(Records from a data source)
..........

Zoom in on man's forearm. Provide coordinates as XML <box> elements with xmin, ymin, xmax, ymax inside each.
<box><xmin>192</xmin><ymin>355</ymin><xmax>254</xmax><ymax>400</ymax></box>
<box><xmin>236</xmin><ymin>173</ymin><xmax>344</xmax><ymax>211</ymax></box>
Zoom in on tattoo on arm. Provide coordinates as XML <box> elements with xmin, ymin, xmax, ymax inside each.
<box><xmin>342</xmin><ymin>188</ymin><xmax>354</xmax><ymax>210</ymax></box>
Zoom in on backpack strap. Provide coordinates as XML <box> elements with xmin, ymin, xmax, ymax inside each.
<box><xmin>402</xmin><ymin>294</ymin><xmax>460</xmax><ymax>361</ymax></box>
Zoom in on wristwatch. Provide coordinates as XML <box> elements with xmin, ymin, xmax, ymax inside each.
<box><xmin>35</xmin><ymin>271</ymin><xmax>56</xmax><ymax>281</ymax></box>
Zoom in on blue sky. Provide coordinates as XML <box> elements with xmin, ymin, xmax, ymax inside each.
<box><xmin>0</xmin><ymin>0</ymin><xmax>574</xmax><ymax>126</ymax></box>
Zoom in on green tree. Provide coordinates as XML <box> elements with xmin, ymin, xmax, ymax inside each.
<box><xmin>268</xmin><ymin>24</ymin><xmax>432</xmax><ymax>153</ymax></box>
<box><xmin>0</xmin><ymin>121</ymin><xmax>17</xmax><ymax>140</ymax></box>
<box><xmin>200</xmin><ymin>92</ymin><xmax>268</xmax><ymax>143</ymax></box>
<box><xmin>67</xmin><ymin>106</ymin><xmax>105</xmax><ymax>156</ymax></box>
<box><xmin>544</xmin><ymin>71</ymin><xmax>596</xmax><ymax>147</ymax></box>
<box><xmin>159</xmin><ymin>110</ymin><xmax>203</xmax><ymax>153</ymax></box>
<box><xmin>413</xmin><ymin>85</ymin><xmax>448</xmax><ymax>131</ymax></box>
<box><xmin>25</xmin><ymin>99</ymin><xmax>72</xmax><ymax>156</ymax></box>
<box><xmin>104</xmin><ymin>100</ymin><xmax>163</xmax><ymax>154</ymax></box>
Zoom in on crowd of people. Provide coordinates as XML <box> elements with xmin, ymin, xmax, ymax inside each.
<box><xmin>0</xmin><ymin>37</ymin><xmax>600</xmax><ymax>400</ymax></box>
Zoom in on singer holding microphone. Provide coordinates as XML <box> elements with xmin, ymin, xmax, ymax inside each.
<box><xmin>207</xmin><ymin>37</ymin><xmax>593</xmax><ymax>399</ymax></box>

..........

WRITTEN REQUEST ::
Swap each "Zoom in on" in the listing above for "Locate the" and reproduce the full listing with nothing else altered.

TASK ANSWER ::
Locate the man's forearm. Provide coordinates as XML <box> elements with xmin, ymin, xmax, ymax inside each.
<box><xmin>192</xmin><ymin>355</ymin><xmax>254</xmax><ymax>400</ymax></box>
<box><xmin>236</xmin><ymin>173</ymin><xmax>344</xmax><ymax>211</ymax></box>
Locate the tattoo on arm. Provide coordinates as XML <box> elements with xmin, ymin, xmax, ymax inside each.
<box><xmin>342</xmin><ymin>188</ymin><xmax>354</xmax><ymax>210</ymax></box>
Locate the backpack strap. Provide coordinates as XML <box> elements with xmin, ymin, xmax, ymax inside each.
<box><xmin>402</xmin><ymin>294</ymin><xmax>460</xmax><ymax>361</ymax></box>
Locate the wristwatch. Provide coordinates as XML <box> elements with xmin, ymin, xmax, ymax inside each.
<box><xmin>35</xmin><ymin>271</ymin><xmax>56</xmax><ymax>281</ymax></box>
Locate the blue sky. Provide coordinates as XML <box> elements with xmin, ymin, xmax, ymax inside each.
<box><xmin>0</xmin><ymin>0</ymin><xmax>574</xmax><ymax>126</ymax></box>
Locate the green tree. Provide coordinates as XML <box> elements with xmin, ymin, xmax, ymax inside each.
<box><xmin>268</xmin><ymin>24</ymin><xmax>432</xmax><ymax>153</ymax></box>
<box><xmin>0</xmin><ymin>121</ymin><xmax>17</xmax><ymax>140</ymax></box>
<box><xmin>200</xmin><ymin>92</ymin><xmax>268</xmax><ymax>143</ymax></box>
<box><xmin>67</xmin><ymin>106</ymin><xmax>105</xmax><ymax>156</ymax></box>
<box><xmin>544</xmin><ymin>71</ymin><xmax>596</xmax><ymax>147</ymax></box>
<box><xmin>159</xmin><ymin>110</ymin><xmax>203</xmax><ymax>153</ymax></box>
<box><xmin>413</xmin><ymin>85</ymin><xmax>448</xmax><ymax>131</ymax></box>
<box><xmin>25</xmin><ymin>99</ymin><xmax>72</xmax><ymax>156</ymax></box>
<box><xmin>104</xmin><ymin>100</ymin><xmax>163</xmax><ymax>154</ymax></box>
Locate the crowd of people. Provide coordinates as XML <box> elements with xmin, ymin, xmax, ymax inside each.
<box><xmin>0</xmin><ymin>37</ymin><xmax>600</xmax><ymax>400</ymax></box>
Locate the singer holding microphone. Provide coordinates as XML <box> elements with xmin, ymin, xmax, ymax inside each.
<box><xmin>207</xmin><ymin>37</ymin><xmax>593</xmax><ymax>399</ymax></box>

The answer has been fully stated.